Consegna:
Riscrivi come elenco numerato le righe dei record riportati qui sotto, a partire da quella che contiene "Every instance of the satellite" fino all'ultima, estremi inclusi. Ometti le righe vuote.

Record tratti da una raccolta di dati
>>

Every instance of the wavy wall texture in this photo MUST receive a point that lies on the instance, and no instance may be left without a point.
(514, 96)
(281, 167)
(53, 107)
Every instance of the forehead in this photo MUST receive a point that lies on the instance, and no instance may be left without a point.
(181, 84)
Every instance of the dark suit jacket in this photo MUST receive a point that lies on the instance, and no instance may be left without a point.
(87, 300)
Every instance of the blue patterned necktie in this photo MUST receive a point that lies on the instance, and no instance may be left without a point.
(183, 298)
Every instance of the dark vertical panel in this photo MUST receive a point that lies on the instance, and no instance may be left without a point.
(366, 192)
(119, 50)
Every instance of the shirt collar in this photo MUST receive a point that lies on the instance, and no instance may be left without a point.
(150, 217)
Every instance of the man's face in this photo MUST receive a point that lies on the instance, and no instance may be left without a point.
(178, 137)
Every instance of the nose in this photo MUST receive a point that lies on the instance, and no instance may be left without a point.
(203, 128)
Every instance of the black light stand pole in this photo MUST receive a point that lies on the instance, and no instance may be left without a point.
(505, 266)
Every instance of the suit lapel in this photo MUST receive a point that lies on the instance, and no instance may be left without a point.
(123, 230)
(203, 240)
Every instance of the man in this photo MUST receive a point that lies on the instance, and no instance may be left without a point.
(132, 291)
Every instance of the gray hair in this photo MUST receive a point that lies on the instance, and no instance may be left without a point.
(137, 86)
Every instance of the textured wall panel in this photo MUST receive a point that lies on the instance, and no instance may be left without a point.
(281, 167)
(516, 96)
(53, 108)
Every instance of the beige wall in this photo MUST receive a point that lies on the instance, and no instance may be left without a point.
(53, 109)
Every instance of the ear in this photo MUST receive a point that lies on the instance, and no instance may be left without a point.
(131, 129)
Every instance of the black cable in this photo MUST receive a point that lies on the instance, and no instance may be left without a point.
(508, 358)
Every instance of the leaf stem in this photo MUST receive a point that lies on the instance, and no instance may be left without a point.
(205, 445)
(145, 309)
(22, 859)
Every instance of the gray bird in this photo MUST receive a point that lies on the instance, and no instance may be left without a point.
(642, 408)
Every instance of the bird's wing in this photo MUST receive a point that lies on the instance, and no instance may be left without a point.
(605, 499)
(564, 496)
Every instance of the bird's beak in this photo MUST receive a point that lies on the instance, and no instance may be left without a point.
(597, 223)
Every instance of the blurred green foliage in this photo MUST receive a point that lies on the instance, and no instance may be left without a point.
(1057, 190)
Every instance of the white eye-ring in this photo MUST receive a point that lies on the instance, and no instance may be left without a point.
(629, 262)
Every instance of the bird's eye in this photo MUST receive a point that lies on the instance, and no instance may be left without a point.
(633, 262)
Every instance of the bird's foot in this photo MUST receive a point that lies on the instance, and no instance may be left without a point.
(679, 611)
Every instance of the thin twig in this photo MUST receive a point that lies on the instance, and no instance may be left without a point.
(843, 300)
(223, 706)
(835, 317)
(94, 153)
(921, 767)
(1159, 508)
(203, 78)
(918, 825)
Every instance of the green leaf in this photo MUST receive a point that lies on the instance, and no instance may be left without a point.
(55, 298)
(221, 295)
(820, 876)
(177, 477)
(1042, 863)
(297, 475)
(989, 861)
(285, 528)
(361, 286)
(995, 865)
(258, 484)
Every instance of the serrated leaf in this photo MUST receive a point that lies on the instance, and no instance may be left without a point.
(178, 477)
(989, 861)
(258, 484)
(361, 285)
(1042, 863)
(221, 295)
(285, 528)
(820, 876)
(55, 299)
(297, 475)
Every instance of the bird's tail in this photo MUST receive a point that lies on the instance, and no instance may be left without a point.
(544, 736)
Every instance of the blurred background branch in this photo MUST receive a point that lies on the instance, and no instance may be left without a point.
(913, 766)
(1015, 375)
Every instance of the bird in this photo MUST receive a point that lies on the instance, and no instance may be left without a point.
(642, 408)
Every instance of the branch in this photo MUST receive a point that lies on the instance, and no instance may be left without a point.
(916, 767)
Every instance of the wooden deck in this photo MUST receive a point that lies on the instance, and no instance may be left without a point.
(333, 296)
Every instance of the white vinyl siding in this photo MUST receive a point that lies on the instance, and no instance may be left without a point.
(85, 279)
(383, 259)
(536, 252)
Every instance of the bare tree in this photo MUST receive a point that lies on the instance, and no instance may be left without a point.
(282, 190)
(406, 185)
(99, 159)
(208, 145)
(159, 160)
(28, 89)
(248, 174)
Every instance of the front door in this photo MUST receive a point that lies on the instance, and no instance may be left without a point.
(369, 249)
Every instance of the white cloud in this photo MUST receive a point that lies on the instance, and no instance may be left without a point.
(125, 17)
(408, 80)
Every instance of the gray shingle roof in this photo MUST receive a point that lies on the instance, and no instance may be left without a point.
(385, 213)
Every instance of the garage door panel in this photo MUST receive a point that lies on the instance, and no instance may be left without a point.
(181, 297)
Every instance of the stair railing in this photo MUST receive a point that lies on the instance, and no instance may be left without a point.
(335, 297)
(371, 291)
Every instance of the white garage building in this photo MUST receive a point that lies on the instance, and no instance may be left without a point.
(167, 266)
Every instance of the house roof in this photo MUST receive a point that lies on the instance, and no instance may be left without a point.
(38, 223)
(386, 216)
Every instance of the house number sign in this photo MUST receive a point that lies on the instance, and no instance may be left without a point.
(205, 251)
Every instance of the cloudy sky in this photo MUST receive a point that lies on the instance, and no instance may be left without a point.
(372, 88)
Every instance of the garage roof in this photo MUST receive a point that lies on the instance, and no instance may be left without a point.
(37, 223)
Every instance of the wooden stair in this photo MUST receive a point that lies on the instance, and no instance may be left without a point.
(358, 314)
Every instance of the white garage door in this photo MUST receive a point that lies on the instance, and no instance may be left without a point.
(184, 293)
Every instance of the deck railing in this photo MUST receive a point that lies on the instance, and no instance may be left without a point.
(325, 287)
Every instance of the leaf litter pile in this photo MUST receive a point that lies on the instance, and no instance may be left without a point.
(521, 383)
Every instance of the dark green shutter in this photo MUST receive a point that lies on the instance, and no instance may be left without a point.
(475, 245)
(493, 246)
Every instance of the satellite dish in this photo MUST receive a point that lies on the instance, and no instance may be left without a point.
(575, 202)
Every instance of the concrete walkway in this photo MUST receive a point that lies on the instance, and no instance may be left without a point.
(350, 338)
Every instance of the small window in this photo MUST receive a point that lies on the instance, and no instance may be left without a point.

<<

Risultato dell'esercizio:
1. Every instance of the satellite dish in this photo MUST receive a point that lies on the instance, and no instance may be left without a point.
2. (575, 202)
3. Every instance of the concrete walkway in this photo MUST receive a point that lies on the instance, and no instance may be left without a point.
4. (350, 338)
5. Every instance of the small window in this photo MUST receive a point that lies on the instance, and no instance may be left without a point.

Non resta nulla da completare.